### Task to complete
Write out exactly, with both ends included, the lines that run from the line containing "For every instance of the building" to the end of the entries. Pictures are not part of the answer.

(Region pointing data)
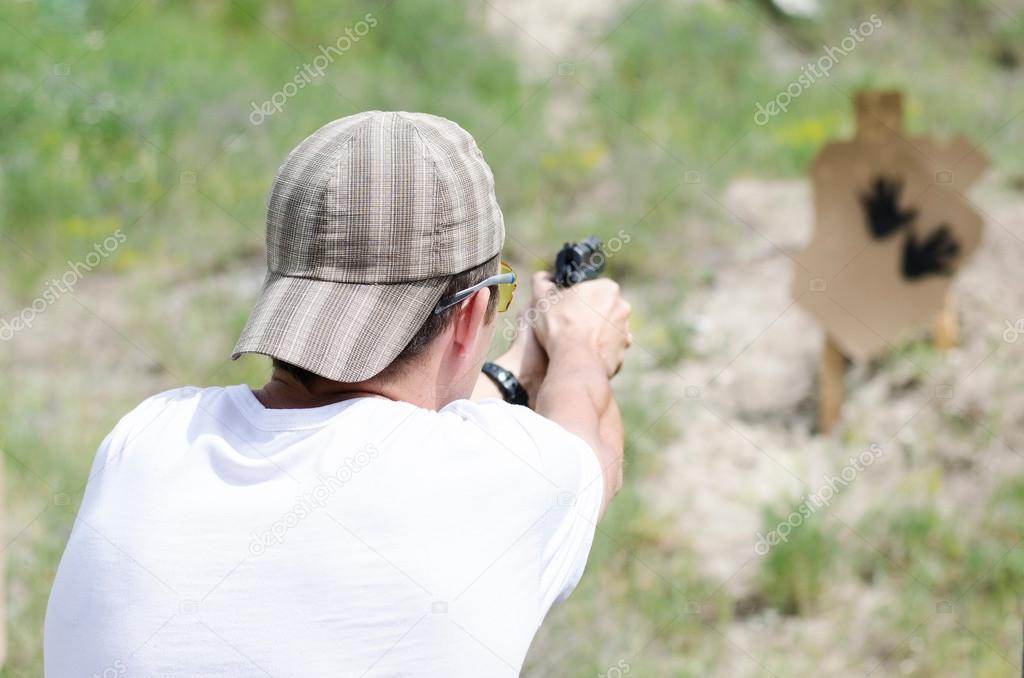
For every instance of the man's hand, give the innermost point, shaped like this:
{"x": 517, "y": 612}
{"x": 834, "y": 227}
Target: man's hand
{"x": 591, "y": 316}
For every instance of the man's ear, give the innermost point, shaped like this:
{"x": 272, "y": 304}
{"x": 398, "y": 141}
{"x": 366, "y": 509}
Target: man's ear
{"x": 470, "y": 320}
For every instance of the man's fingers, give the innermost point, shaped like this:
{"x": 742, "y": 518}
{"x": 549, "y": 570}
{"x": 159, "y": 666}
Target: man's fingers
{"x": 542, "y": 284}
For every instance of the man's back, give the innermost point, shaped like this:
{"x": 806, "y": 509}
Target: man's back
{"x": 368, "y": 537}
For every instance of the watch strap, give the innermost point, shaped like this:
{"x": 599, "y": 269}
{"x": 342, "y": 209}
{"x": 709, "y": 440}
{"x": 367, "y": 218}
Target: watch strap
{"x": 512, "y": 391}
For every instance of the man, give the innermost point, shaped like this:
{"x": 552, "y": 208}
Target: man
{"x": 357, "y": 515}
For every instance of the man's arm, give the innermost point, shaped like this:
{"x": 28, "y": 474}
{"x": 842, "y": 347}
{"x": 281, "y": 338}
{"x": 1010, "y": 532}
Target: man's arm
{"x": 525, "y": 359}
{"x": 577, "y": 394}
{"x": 585, "y": 333}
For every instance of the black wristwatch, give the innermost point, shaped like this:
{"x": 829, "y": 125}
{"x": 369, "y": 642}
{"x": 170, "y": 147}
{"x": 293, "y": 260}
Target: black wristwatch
{"x": 506, "y": 382}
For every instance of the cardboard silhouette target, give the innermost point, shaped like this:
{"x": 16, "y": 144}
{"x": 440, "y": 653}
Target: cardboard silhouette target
{"x": 893, "y": 226}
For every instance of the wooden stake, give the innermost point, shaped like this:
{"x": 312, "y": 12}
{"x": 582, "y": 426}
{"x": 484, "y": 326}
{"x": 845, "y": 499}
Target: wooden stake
{"x": 946, "y": 334}
{"x": 830, "y": 384}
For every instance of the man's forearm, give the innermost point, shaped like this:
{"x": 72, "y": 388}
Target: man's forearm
{"x": 527, "y": 372}
{"x": 576, "y": 393}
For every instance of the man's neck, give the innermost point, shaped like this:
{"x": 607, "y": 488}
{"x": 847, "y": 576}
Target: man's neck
{"x": 285, "y": 391}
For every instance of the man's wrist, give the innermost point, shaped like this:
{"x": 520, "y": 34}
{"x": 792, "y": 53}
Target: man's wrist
{"x": 507, "y": 383}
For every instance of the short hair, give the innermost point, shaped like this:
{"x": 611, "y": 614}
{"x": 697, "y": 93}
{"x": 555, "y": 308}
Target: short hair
{"x": 430, "y": 330}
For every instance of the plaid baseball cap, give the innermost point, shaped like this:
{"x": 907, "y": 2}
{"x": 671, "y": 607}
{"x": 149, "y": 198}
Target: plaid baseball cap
{"x": 368, "y": 219}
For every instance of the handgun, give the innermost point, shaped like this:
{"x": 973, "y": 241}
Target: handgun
{"x": 577, "y": 262}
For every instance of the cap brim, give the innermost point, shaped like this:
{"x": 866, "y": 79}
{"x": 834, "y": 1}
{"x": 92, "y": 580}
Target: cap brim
{"x": 343, "y": 331}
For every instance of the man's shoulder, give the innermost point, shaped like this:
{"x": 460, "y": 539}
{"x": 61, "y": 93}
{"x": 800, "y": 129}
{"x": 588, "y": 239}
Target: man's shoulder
{"x": 183, "y": 399}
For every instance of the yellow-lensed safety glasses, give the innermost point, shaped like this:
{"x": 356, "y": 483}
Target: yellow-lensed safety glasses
{"x": 506, "y": 282}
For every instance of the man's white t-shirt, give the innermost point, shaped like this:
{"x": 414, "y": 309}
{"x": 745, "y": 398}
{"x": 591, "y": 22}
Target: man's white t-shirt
{"x": 366, "y": 538}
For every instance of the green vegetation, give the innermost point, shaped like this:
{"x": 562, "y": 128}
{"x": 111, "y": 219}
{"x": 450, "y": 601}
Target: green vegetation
{"x": 795, "y": 573}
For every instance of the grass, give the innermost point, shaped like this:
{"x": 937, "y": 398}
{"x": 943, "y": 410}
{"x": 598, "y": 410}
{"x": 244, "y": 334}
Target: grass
{"x": 137, "y": 120}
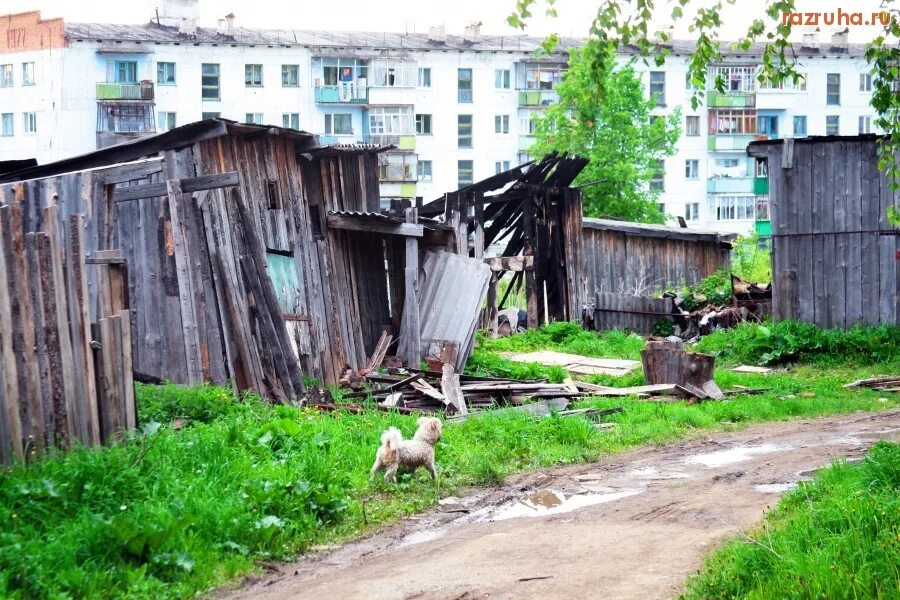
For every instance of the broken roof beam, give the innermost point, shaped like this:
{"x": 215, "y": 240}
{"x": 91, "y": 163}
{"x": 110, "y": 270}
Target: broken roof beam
{"x": 350, "y": 223}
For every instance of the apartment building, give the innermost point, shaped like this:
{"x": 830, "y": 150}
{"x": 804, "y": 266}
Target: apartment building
{"x": 458, "y": 108}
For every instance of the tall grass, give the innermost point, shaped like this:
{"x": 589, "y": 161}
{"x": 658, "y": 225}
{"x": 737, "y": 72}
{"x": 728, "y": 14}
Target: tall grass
{"x": 836, "y": 537}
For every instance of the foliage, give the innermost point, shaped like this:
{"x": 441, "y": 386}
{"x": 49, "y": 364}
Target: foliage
{"x": 749, "y": 261}
{"x": 835, "y": 537}
{"x": 773, "y": 343}
{"x": 616, "y": 133}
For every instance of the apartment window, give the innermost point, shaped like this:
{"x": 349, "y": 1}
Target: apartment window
{"x": 658, "y": 87}
{"x": 465, "y": 173}
{"x": 29, "y": 122}
{"x": 424, "y": 77}
{"x": 290, "y": 120}
{"x": 692, "y": 126}
{"x": 501, "y": 124}
{"x": 692, "y": 211}
{"x": 691, "y": 169}
{"x": 501, "y": 79}
{"x": 865, "y": 124}
{"x": 865, "y": 82}
{"x": 167, "y": 120}
{"x": 464, "y": 138}
{"x": 27, "y": 73}
{"x": 423, "y": 170}
{"x": 290, "y": 75}
{"x": 338, "y": 124}
{"x": 657, "y": 180}
{"x": 210, "y": 81}
{"x": 735, "y": 208}
{"x": 464, "y": 85}
{"x": 833, "y": 90}
{"x": 165, "y": 73}
{"x": 423, "y": 124}
{"x": 253, "y": 75}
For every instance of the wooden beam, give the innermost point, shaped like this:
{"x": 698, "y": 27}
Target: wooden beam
{"x": 509, "y": 263}
{"x": 348, "y": 223}
{"x": 191, "y": 184}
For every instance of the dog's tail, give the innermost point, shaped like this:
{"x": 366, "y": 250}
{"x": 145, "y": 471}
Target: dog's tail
{"x": 391, "y": 440}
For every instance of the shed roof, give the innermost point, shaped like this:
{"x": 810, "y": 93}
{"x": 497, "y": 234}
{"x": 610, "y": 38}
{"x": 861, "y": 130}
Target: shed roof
{"x": 658, "y": 231}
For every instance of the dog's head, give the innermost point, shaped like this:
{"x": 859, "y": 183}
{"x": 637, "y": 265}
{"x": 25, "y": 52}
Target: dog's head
{"x": 429, "y": 430}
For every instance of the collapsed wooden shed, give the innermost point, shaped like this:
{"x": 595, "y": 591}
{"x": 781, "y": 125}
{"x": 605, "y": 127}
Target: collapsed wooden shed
{"x": 835, "y": 254}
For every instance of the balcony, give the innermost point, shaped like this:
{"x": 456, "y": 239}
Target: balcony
{"x": 730, "y": 185}
{"x": 348, "y": 93}
{"x": 731, "y": 99}
{"x": 125, "y": 91}
{"x": 537, "y": 97}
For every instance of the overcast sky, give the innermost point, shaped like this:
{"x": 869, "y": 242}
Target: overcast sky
{"x": 408, "y": 15}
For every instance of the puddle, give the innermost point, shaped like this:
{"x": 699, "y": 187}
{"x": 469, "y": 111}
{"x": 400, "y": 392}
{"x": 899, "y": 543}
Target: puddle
{"x": 550, "y": 502}
{"x": 733, "y": 455}
{"x": 775, "y": 488}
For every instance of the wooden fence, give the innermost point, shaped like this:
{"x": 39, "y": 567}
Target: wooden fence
{"x": 64, "y": 379}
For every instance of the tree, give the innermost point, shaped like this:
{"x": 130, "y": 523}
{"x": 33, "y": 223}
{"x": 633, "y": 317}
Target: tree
{"x": 618, "y": 135}
{"x": 621, "y": 23}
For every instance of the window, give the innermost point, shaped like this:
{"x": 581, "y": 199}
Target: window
{"x": 735, "y": 208}
{"x": 657, "y": 180}
{"x": 865, "y": 82}
{"x": 424, "y": 77}
{"x": 732, "y": 122}
{"x": 210, "y": 81}
{"x": 123, "y": 71}
{"x": 658, "y": 86}
{"x": 692, "y": 211}
{"x": 464, "y": 123}
{"x": 692, "y": 126}
{"x": 800, "y": 126}
{"x": 290, "y": 75}
{"x": 423, "y": 124}
{"x": 833, "y": 90}
{"x": 465, "y": 173}
{"x": 27, "y": 73}
{"x": 167, "y": 121}
{"x": 29, "y": 122}
{"x": 165, "y": 73}
{"x": 464, "y": 85}
{"x": 423, "y": 170}
{"x": 339, "y": 124}
{"x": 501, "y": 79}
{"x": 691, "y": 169}
{"x": 253, "y": 75}
{"x": 501, "y": 124}
{"x": 865, "y": 124}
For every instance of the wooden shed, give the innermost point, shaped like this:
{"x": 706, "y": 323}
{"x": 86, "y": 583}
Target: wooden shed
{"x": 836, "y": 256}
{"x": 247, "y": 247}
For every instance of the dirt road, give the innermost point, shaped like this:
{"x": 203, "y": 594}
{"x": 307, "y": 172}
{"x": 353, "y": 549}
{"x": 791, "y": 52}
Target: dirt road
{"x": 632, "y": 526}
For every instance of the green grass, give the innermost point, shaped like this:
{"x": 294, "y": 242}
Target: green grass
{"x": 179, "y": 510}
{"x": 835, "y": 537}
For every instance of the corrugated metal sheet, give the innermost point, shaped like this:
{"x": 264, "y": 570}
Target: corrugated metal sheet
{"x": 452, "y": 296}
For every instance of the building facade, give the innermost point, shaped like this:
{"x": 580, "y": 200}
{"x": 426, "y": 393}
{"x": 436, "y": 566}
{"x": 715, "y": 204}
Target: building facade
{"x": 458, "y": 108}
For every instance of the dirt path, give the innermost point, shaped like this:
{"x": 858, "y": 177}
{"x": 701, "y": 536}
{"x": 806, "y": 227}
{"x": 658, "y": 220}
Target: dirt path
{"x": 633, "y": 526}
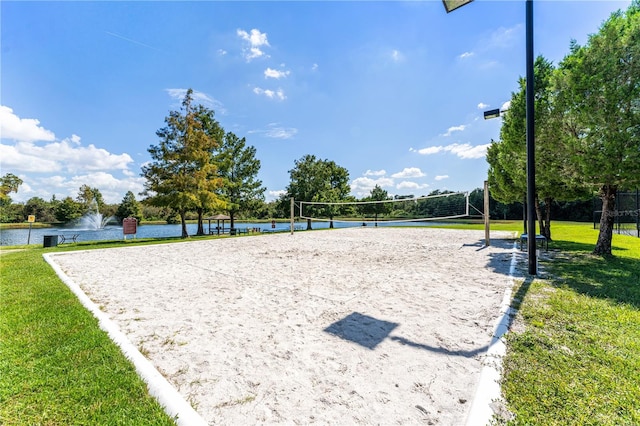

### Result of this exercise
For every instance of the building facade, give the innermost point, shaped like this:
{"x": 580, "y": 200}
{"x": 426, "y": 393}
{"x": 436, "y": 566}
{"x": 715, "y": 204}
Target: building facade
{"x": 458, "y": 108}
For every instance of the dirt path, give the innermost point, shaped like this:
{"x": 858, "y": 177}
{"x": 701, "y": 536}
{"x": 806, "y": 227}
{"x": 658, "y": 220}
Target: dirt path
{"x": 633, "y": 526}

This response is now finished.